* Text excerpt
** Begin **
Definitions of culture vary among companies and consultants, so my working definition here is how individuals treat each other and their customers during the normal course of business, and under stress due to M&A transactions, business turnaround, or high stakes change transformation events. Working norms and behaviors are often used as a proxy for culture, as they are more directly and frequently observable than values.

For example, I often ask current employees to describe hiring and promotional criteria, former employees to describe the organizational culture they left, and customers or suppliers to describe their experiences to understand working norms. Behavioral patterns typically emerge as hypotheses for further research and are used to explore their validity and predictive value.

I’m intentionally not characterizing organizational culture as good or bad; it depends on the organization’s mission and strategies. For example, a strong hierarchical culture may be considered good for safety aboard a nuclear submarine, but a bad culture for collaboration at a software development company. The cultural characteristic is neutral, the application determines the risks and benefits.

So how does organizational culture help build a more resilient workforce? A strong company culture, employees, customers, and suppliers understand working norms and how to optimize their desired outcomes. In a weaker culture, these stakeholders may become frustrated because decisions and processes seem ad hoc and unpredictable, compared with a strong culture. Most people prefer clarity over ambiguity and unpredictability when they make their employment or purchasing decisions.

Employees are more likely to thrive during a crisis or volatility when they are aligned with their organization’s culture and values because it provides a shared purpose, clear structure, and group identity. If they are misaligned, they may feel like outsiders and resign or reduce their engagement and productivity.
** End **
* Prompt
In its working definition of culture, which events does the passage on organizational culture name as causes of stress? Answer using only the passage on organizational culture.

* Extracted information
** Begin **
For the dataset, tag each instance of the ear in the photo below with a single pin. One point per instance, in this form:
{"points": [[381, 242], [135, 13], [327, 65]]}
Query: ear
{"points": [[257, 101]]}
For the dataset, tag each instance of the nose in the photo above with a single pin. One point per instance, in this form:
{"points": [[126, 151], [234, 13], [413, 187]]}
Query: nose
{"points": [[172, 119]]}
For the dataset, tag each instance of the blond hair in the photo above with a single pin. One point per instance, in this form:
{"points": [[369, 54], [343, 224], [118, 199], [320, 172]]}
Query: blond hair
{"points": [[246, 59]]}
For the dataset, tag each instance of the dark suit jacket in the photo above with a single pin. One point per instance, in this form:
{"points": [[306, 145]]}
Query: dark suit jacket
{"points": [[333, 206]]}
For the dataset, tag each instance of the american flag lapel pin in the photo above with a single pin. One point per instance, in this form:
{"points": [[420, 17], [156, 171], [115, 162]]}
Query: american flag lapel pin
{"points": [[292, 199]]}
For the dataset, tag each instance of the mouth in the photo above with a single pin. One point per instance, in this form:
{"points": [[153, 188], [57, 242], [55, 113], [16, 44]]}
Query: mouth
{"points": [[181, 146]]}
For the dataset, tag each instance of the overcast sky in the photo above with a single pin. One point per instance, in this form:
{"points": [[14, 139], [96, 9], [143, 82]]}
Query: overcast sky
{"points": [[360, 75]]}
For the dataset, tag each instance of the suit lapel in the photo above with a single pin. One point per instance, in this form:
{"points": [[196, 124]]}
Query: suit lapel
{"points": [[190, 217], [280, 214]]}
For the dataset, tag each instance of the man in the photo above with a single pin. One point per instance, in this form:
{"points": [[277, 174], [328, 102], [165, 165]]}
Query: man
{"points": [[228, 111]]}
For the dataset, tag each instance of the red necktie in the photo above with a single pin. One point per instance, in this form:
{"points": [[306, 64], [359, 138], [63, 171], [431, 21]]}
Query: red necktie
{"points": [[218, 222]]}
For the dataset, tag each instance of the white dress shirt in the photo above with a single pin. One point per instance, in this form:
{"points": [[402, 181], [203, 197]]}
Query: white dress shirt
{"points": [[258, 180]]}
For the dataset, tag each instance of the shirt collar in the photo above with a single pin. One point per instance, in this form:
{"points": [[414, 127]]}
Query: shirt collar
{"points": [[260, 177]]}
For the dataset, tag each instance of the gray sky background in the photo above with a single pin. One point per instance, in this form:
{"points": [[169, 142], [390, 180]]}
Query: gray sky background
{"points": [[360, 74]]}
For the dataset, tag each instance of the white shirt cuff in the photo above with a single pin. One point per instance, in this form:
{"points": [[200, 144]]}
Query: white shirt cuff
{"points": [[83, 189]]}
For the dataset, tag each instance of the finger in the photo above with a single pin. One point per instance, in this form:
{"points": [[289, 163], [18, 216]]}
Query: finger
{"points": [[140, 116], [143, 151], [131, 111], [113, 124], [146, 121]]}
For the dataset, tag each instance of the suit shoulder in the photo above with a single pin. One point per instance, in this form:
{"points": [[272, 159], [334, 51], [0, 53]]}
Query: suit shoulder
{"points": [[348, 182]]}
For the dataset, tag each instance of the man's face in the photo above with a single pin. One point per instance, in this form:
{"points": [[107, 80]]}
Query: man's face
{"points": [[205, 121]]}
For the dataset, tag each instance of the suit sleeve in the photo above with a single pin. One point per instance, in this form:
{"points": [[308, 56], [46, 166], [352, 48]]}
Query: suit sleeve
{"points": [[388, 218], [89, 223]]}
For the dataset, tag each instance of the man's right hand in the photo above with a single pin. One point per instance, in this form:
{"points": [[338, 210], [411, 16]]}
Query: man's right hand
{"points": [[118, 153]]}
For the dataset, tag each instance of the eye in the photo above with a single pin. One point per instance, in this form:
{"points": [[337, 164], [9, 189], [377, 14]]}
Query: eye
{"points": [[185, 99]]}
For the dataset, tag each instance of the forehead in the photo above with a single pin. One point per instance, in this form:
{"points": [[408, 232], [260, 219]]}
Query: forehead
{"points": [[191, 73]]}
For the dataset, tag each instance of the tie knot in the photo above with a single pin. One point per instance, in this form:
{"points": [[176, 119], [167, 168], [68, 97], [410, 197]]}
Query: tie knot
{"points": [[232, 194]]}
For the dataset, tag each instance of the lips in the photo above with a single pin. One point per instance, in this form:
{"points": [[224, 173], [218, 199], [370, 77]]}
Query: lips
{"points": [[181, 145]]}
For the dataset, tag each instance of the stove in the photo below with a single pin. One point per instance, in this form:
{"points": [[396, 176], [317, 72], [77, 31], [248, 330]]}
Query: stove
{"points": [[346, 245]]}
** End **
* The reply
- M&A transactions
- Business turnaround
- High stakes change transformation events